## WORK REQUEST
Which lines below hold the word "surface"? Copy all of them.

START MATERIAL SHOWN

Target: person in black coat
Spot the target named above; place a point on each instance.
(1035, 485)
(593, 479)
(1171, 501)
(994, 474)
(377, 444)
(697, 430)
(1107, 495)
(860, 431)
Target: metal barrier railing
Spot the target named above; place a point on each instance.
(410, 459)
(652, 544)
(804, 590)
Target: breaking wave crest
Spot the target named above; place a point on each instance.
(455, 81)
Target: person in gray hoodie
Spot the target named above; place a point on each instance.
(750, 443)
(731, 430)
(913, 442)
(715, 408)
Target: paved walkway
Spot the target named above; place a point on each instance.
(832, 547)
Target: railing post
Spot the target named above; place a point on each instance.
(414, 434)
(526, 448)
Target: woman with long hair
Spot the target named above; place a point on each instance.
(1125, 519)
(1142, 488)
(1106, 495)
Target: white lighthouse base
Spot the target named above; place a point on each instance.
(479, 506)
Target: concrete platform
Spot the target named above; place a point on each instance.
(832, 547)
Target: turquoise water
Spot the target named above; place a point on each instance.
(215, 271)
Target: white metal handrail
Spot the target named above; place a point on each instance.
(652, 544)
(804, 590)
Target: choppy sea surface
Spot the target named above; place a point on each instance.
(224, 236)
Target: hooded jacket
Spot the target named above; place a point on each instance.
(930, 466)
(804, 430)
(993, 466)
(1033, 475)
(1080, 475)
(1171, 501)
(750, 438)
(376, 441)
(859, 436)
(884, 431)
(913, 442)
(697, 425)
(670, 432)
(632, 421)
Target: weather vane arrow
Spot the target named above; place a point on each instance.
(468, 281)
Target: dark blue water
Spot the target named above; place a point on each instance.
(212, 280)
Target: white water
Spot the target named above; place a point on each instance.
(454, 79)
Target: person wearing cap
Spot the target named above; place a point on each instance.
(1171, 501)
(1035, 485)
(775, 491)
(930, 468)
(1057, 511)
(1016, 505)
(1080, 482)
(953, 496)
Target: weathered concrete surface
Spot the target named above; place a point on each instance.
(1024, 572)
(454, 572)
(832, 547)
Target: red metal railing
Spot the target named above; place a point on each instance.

END MATERIAL SHOWN

## ANSWER BOX
Target: choppy sea surface
Target: weathered concrete surface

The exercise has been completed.